§ Provided records:
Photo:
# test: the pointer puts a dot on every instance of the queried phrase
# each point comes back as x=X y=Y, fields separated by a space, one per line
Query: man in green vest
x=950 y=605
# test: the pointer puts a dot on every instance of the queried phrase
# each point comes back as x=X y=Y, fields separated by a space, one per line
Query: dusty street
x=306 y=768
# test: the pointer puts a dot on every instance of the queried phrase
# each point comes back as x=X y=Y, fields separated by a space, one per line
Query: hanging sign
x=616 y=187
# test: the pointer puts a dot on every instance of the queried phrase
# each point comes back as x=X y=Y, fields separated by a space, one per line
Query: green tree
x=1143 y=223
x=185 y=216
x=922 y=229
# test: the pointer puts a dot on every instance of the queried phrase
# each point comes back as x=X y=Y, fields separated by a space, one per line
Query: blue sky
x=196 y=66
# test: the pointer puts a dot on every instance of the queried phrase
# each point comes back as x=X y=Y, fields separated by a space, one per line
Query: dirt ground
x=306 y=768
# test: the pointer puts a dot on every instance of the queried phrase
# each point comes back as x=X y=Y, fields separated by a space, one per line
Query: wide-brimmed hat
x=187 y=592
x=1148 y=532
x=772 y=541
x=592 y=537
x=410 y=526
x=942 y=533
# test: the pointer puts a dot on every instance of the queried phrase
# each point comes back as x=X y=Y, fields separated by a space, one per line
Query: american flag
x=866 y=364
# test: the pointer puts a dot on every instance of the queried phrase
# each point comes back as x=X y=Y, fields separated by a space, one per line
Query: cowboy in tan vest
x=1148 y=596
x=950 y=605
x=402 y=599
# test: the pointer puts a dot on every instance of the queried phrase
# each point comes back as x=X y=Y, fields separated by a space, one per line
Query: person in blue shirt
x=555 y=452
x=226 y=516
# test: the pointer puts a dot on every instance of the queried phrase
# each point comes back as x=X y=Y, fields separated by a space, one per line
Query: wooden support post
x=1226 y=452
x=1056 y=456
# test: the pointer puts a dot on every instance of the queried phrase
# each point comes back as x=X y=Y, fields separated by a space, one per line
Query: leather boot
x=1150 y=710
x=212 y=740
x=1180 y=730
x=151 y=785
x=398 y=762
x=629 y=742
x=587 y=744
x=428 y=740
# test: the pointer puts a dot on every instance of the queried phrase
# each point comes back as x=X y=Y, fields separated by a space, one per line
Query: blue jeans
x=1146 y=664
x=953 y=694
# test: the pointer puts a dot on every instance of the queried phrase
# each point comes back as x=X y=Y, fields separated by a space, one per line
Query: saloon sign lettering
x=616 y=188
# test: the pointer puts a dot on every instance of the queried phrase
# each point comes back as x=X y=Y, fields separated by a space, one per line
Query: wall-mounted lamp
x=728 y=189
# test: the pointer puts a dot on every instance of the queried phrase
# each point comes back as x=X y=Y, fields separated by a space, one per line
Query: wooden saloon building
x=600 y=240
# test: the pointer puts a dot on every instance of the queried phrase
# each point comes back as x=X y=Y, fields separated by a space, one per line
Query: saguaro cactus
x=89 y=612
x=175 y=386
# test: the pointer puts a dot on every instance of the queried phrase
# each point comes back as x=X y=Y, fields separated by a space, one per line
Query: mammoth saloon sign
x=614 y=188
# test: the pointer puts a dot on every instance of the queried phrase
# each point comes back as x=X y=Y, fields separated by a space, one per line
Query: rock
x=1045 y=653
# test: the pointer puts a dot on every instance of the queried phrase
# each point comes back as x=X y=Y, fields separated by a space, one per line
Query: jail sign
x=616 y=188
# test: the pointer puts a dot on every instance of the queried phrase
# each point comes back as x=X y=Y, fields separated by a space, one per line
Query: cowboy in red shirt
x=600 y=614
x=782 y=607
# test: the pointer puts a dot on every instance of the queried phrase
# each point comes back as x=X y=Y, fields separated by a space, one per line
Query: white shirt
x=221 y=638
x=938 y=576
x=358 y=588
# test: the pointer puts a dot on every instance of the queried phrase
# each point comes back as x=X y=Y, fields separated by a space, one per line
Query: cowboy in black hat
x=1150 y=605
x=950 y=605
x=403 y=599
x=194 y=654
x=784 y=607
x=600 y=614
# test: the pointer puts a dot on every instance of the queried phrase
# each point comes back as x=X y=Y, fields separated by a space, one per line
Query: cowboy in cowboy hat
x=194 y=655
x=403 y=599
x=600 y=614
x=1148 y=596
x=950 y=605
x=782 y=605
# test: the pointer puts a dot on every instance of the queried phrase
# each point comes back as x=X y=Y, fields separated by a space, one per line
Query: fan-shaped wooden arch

§ What to produce: Count the lines in the rows above that contain the string "wooden", treating case as significant. Reply with the number alone.

§ Finished exercise: 3